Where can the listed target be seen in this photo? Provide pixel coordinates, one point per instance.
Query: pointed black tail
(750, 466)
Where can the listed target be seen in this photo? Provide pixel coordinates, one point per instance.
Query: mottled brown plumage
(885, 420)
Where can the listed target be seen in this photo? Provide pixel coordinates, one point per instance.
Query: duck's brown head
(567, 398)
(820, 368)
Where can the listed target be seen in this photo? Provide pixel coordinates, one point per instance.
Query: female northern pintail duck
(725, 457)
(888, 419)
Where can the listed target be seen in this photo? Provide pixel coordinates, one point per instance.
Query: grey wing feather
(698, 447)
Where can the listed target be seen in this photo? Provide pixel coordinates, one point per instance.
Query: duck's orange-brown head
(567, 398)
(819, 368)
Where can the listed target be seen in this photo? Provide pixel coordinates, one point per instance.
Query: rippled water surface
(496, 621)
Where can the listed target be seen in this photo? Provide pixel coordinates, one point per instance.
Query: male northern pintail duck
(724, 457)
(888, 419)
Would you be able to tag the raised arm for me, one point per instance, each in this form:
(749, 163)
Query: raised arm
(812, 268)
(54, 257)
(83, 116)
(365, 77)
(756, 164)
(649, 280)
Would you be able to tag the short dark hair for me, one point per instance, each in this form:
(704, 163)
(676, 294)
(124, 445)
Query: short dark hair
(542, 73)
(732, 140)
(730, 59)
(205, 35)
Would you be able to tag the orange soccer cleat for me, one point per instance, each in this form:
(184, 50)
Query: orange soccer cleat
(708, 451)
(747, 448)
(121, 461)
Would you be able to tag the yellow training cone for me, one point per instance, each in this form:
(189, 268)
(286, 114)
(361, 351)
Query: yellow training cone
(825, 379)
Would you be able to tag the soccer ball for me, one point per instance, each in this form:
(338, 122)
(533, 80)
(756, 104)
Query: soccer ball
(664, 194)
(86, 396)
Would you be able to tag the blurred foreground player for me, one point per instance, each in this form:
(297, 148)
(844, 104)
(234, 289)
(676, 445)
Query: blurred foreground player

++++++++++

* _What to work on_
Exactly reproduce the material above.

* _The reply_
Where can the listed target be seen in this photo? Provide pixel coordinates, one point per instance.
Query: pointed black tail
(750, 466)
Where can the listed target be seen in this photo? Provide pixel coordinates, one point per instance.
Query: mottled brown plumage
(885, 420)
Where can the listed target be seen in this photo? Provide pixel coordinates, one point per instance.
Query: duck's brown head
(567, 398)
(820, 368)
Where can the listed target be seen in this photo? Provide pixel coordinates, one point per instance.
Query: female northern pintail duck
(725, 457)
(888, 419)
Where can the listed target be seen in this photo? Provide pixel coordinates, one point per instance.
Query: grey wing feather
(698, 447)
Where can the listed target be seen in this photo? Provide pixel coordinates, one point per instance.
Query: duck's orange-brown head
(567, 398)
(819, 368)
Where can the listed target be seen in this photo? Provide pixel coordinates, one point per instance.
Query: rippled water surface
(496, 621)
Where can the listed target be seen in this photo? Provide pixel coordinates, one point per instance.
Query: male northern pintail duck
(724, 457)
(888, 419)
Would you be able to tag the raised arm for me, one point per instance, each in this form:
(749, 163)
Query: raised arm
(812, 268)
(54, 257)
(83, 116)
(365, 77)
(756, 164)
(649, 280)
Would you be able to tag the short dark hair for me, one point per instance, each in this form:
(704, 163)
(676, 294)
(124, 445)
Query: short dark hair
(542, 73)
(732, 140)
(730, 59)
(205, 35)
Would you be able to tag the orange soccer cleat for me, one point per instance, each in this form:
(184, 50)
Query: orange soccer cleat
(708, 451)
(747, 448)
(121, 461)
Would you be able to tag the yellow training cone for me, one point per instance, each in this form:
(189, 268)
(286, 114)
(361, 351)
Query: yellow training cone
(825, 379)
Would you be able to tag the soccer ball for me, one point per instance, each in this form:
(338, 122)
(533, 80)
(756, 104)
Query: soccer ball
(664, 194)
(86, 396)
Would you be able to tag the blurred foreground player for me, one point per instance, each in this form:
(297, 148)
(844, 104)
(234, 289)
(676, 445)
Query: blurred foreground player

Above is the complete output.